THE RECORDS Start Marker

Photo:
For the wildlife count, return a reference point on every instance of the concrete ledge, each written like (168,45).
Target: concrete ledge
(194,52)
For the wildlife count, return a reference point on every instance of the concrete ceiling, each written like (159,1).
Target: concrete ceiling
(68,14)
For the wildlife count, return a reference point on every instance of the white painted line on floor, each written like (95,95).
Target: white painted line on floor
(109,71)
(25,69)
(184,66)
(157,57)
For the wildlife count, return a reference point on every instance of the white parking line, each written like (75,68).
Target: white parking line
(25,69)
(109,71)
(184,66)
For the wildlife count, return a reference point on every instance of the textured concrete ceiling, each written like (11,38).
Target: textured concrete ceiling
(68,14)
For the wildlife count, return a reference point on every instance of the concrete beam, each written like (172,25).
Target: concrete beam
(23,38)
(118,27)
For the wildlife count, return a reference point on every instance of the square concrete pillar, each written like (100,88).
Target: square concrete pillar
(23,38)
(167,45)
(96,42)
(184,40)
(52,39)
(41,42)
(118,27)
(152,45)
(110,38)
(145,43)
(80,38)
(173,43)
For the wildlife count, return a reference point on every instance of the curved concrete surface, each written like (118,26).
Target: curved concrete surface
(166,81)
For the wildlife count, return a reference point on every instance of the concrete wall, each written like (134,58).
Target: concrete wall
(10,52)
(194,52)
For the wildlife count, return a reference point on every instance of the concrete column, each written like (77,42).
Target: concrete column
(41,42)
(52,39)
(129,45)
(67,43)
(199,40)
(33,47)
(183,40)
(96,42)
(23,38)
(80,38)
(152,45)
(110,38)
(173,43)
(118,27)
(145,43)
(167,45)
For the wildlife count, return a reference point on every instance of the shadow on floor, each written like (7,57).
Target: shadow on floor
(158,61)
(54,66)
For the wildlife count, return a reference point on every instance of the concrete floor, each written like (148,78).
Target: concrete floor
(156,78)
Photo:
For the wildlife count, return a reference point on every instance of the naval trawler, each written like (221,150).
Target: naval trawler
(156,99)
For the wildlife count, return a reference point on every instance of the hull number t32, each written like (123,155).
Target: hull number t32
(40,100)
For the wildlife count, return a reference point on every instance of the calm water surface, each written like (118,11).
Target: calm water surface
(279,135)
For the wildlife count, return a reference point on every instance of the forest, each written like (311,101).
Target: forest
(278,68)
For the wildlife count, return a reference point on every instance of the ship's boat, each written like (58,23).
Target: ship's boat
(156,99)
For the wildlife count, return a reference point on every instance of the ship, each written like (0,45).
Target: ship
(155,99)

THE RECORDS End Marker

*ABOUT THIS EXERCISE:* Restate the records word for word, leaving nothing out.

*FINISHED EXERCISE:*
Photo:
For the wildlife count, return a reference point on every instance of the concrete ledge, each written like (168,45).
Target: concrete ledge
(194,52)
For the wildlife count, return a reference point on every instance of the concrete ceiling, each written like (159,1).
Target: concrete ceiling
(68,14)
For the wildlife count, return a reference point on every instance of the white painted line on floor, each written like (95,95).
Target: white painted line on floor
(109,71)
(25,69)
(184,66)
(157,57)
For the wildlife count, return a reference point on every instance of the white parking line, each written like (75,68).
Target: white parking line
(25,69)
(109,71)
(184,66)
For the wildlife count, return a reference point on every instance of the textured concrete ceiling, each written like (11,38).
Target: textured concrete ceiling
(68,14)
For the wildlife count, return a reference point on every instance of the concrete beam, each written like (172,25).
Target: concrete beam
(23,38)
(118,27)
For the wildlife count, return a reference point on every instance of the square concrete pillar, each written like (100,88).
Target: square concrete pillar
(23,38)
(167,45)
(96,42)
(184,40)
(52,39)
(41,42)
(118,27)
(152,45)
(110,38)
(145,43)
(80,38)
(173,43)
For the wildlife count, return a reference point on every instance of the curved concrete surface, each written like (118,26).
Target: curved concrete surface
(166,81)
For the wildlife count, return a reference point on every instance of the concrete wall, each written like (134,58).
Target: concrete wall
(10,52)
(194,52)
For the wildlife count, return a reference point on every instance of the concrete column, each written like (77,42).
Target: concrete column
(41,42)
(52,39)
(129,45)
(67,43)
(199,40)
(33,47)
(183,40)
(96,42)
(23,38)
(80,38)
(152,45)
(110,38)
(173,43)
(118,27)
(145,43)
(167,45)
For the wildlife count, return a reference point on every instance of the shadow on floor, each written like (7,57).
Target: shadow on floor
(158,61)
(54,66)
For the wildlife count, return a reference point on every instance of the concrete floor, each written like (148,78).
Target: concrete floor
(156,78)
Photo:
For the wildlife count, return a reference point on every instance of the naval trawler, each written like (221,150).
Target: naval trawler
(156,99)
For the wildlife count, return a reference point on every instance of the hull number t32, each written like (123,155).
Target: hull number t32
(40,100)
For the wildlife count, return a reference point on every instance of the calm water surface, each written like (118,11).
Target: calm water surface
(279,135)
For the wildlife count, return a reference point on every instance of the forest, each written like (311,101).
Target: forest
(278,68)
For the wildlife count, return a reference point on every instance of the ship's boat, each written like (58,23).
Target: ship's boat
(156,99)
For the wildlife count, return a reference point on every instance of the ship, each written like (0,45).
Target: ship
(155,99)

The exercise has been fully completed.